### Task to carry out
Among the entries below, please show each line that carries the word "exposed".

┏━━

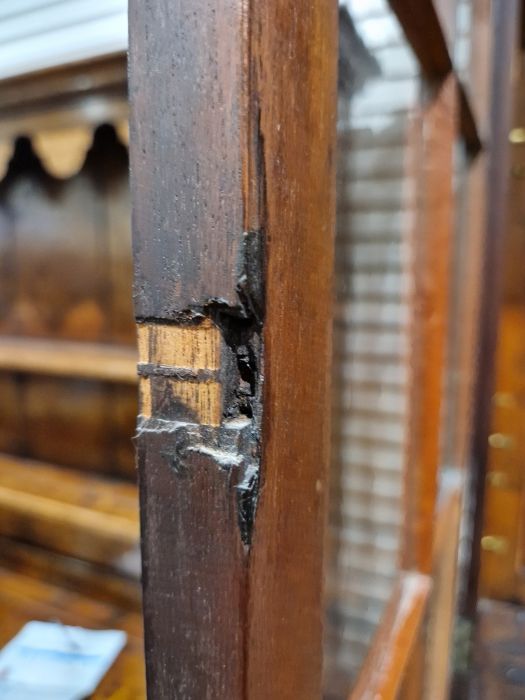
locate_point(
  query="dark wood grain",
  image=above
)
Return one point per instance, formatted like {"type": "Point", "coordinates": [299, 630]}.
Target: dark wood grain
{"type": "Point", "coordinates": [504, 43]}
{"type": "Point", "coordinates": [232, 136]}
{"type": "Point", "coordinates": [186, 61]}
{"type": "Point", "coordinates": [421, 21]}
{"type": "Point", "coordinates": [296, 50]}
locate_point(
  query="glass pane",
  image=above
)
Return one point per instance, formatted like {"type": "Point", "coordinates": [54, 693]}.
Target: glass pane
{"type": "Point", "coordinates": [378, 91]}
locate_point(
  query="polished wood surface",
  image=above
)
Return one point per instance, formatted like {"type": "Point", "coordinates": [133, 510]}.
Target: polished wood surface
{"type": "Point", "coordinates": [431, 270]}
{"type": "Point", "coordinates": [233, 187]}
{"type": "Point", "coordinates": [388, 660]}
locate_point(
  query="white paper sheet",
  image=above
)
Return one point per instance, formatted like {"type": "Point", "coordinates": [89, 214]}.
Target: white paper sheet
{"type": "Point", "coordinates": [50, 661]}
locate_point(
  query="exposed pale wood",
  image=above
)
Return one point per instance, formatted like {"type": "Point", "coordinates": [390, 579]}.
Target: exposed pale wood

┗━━

### Response area
  query="exposed pale wood",
Target: exposed pale wood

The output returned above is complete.